» RECORDS SUPPLIED:
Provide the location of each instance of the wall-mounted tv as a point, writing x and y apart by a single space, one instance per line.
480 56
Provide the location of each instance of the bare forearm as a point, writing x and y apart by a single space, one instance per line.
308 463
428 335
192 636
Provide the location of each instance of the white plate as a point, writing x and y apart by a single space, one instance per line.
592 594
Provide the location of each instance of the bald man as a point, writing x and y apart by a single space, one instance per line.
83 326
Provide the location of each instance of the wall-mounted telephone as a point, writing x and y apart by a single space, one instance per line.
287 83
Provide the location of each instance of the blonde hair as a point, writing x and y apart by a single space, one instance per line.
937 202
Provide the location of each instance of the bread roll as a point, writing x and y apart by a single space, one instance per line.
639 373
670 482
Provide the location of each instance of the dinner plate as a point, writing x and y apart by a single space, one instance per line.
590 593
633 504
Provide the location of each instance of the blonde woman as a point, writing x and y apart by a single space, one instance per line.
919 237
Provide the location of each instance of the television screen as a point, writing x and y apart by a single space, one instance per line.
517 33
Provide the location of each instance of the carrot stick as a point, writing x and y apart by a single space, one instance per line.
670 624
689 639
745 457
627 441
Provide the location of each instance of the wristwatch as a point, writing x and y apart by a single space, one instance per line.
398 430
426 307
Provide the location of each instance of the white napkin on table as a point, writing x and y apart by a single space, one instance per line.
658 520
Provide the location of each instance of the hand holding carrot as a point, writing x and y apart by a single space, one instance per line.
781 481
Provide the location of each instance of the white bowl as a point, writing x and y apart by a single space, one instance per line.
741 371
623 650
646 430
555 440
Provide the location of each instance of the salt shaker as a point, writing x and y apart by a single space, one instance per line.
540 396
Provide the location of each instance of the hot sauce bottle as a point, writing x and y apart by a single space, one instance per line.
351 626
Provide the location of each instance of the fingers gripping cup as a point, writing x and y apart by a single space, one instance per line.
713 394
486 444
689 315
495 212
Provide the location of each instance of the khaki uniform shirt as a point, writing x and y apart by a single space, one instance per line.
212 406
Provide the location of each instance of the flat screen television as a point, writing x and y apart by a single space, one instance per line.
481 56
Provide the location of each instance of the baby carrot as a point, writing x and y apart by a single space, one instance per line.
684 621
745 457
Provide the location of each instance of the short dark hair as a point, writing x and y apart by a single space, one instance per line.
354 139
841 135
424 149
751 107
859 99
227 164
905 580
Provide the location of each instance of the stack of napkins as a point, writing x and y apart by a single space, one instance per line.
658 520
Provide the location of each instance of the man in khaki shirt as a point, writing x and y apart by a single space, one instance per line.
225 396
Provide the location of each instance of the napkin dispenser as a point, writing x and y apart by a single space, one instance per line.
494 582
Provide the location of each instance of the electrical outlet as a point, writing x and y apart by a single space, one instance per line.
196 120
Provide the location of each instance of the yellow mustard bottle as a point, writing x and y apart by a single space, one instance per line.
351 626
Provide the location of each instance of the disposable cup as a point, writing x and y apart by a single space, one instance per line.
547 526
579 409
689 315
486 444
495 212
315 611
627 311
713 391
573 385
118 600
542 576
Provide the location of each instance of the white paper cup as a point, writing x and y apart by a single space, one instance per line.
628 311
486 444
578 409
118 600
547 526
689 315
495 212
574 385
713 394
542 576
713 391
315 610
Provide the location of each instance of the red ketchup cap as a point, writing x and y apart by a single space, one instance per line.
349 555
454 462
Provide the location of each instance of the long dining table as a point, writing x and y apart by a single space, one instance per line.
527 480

» WHAT YOU HAVE TO DO: Output exactly the lines above, from the one holding "Provide the location of each instance of the stack" through the end of the data, including the first and last.

» COMPLETE OUTPUT:
Provide the location of each instance of the stack of napkins as a point, writing x and y apart by a single space, one instance per line.
658 520
Provide the location of each instance of the man in khaki shirt as a point, writing x and y apart by a single space, one instance per line.
225 396
Provide the location of each instance of the napkin dispenser as a point, writing x and y apart by a single space, one instance per line.
494 582
Provide the location of each instance of the electrical outlet as a point, writing x and y apart by a single space, one instance per line.
196 120
Provide the location of each instance of the yellow mustard bottle as a point, writing x and y apart by a single space, one instance per line.
351 626
Provide the location of each instance of the disposable cup as a point, writing x and y apart by a single space, one instance per line.
547 526
579 409
689 315
486 444
495 212
315 611
627 311
713 391
573 385
118 600
542 576
Provide the location of each instance of the white paper cup as a point, writing x and y apart by a single space, one instance per line.
628 311
486 444
578 409
118 600
547 526
689 315
495 212
574 385
713 394
542 576
713 391
315 610
Provide the location of each instance of the red ketchup cap as a point, writing x and y apart by a single space, one instance per line.
349 555
454 462
Provide the location of each instance of the long dining table as a point, writing x and y apart by a single space, one instance per line.
527 480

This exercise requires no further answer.